*TO DO:*
1. Do these statements agree with the Peshawar news report? (a) The NCHR set April 3 as the deadline for the report. (b) The March 27 shooting happened at night. (c) From 2015 to 2017, 55 of the reported cases of violence ended in killings. Answer yes or no for each, quoting the words that decide it.
2. Which dates that include a month name appear in the Peshawar news report? List every one.
3. Extend the Peshawar news report with a few more sentences that follow on from its last line.

Transgender murder in Peshawar stirs concern

NCHR seeks report from province’s top cop


Sehrish Wasif March 29, 2018
NCHR seeks report from province’s top cop. PHOTO: EXPRESS

ISLAMABAD: The National Commission for Human Rights (NCHR) on Thursday took suo motu notice of a murder incident involving a transgender person killed in Peshawar a few days back.

The incident is supposed to be this year’s first case of transgender person murder in Peshawar.

The NCHR has sought a detailed report from the Khyber-Pakhtunkhwa (K-P) inspector general and asked to submit it by April 3 for necessary action.

Transgender person, friend gunned down in Peshawar

On March 27 a transgender person and her friend were killed in broad daylight on Peshawar Ring Road when unknown motorcyclists opened fire at them, while they were travelling in a rickshaw.

While talking to The Express Tribune human rights activists said that killing of transgender persons in Peshawar has become a routine now. They added now almost every other day they get to hear such sad news.

According to local rights group TransAction Alliance in 2018 a total of 53 cases of violence against transgender persons have been reported alone from K-P out of which one was killed.

Meanwhile in the past three years (from 2015 to 2017), a total of 1,131 cases of violence against transgender persons were reported in K-P out of which 55 were killed.

Derived from these figures, 42 transgender persons were killed by their boyfriends/intimate partners and four were killed in the name of honor by their family in Buner and Mardan.

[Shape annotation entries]
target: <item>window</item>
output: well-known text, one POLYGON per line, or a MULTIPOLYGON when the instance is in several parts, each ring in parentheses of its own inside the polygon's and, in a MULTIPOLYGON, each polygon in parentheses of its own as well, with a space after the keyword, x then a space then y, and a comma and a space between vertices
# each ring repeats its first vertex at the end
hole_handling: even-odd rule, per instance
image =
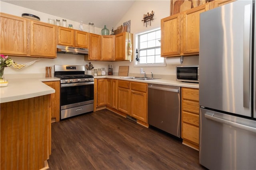
POLYGON ((135 37, 135 66, 166 65, 164 58, 161 57, 160 28, 136 34, 135 37))

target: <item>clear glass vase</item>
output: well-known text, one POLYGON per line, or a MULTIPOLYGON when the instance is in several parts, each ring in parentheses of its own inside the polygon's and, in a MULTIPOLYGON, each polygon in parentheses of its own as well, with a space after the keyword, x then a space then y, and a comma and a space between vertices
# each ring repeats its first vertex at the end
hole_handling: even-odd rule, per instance
POLYGON ((106 25, 104 25, 104 28, 101 30, 101 34, 103 35, 109 35, 109 30, 106 27, 106 25))
POLYGON ((4 80, 4 67, 1 66, 0 68, 0 80, 4 80))

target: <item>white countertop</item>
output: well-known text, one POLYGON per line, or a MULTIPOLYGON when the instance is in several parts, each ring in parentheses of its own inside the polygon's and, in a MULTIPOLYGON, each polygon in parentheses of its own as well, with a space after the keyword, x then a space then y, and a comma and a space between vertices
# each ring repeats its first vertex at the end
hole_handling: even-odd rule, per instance
POLYGON ((22 100, 55 92, 55 90, 42 82, 57 81, 56 78, 12 78, 8 86, 0 87, 0 103, 22 100))
POLYGON ((152 83, 154 84, 164 84, 170 86, 178 86, 180 87, 189 87, 190 88, 199 88, 199 85, 198 83, 188 83, 186 82, 181 82, 173 80, 166 80, 164 79, 154 79, 148 80, 142 80, 130 79, 129 78, 124 78, 123 77, 128 77, 128 76, 94 76, 94 78, 110 78, 115 79, 122 80, 127 81, 132 81, 137 82, 142 82, 146 83, 152 83))
MULTIPOLYGON (((126 76, 94 76, 94 78, 110 78, 146 83, 164 84, 180 87, 199 88, 198 83, 180 82, 164 79, 148 80, 124 78, 126 76)), ((8 86, 0 88, 0 103, 5 103, 45 95, 55 92, 55 90, 42 82, 59 81, 56 77, 33 77, 32 78, 10 78, 8 86)))

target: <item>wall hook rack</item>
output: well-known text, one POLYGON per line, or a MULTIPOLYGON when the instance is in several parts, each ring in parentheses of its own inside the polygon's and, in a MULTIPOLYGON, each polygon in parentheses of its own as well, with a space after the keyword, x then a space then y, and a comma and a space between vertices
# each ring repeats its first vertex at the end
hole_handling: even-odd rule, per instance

*PER-TASK OUTPUTS:*
1.
(a) Yes: "asked to submit it by April 3 for necessary action."
(b) No: "were killed in broad daylight on Peshawar Ring Road."
(c) Yes: "a total of 1,131 cases of violence against transgender persons were reported in K-P out of which 55 were killed."

2. March 29, 2018; March 27; April 3

3.
In conversation with Marvia Malik, Pakistan's first transgender news anchor

Last year, seven transgender persons were killed in Peshawar, Nowshera, Mardan and Buner. Meanwhile a total of 208 cases of violence against transgender persons were reported from K-P, of them 78 cases were reported of intimate partner violence, 46 cases were of rape, 42 cases were of torture by family members for being transgender, 31 cases were of physical violence by strangers, 11 cases were of police torture and abuse among others.

In K-P, highest number of cases has been reported from the provincial capital followed by Mardan, Nowshera, Swabi, Swat, and Bannu.

Transgender Rights Activist Qamar Naseem said, “These cases are just the tip of the iceberg as many such incidents go unreported.”

He said that protection of a transgender person in K-P has become challenging and police comes in action only when there is any murder incident.

On the other hand the Human Rights Watch in its latest World Report stated that in Pakistan women, religious minorities, and transgender people faced violent attacks, discrimination, and government

persecution in 2016.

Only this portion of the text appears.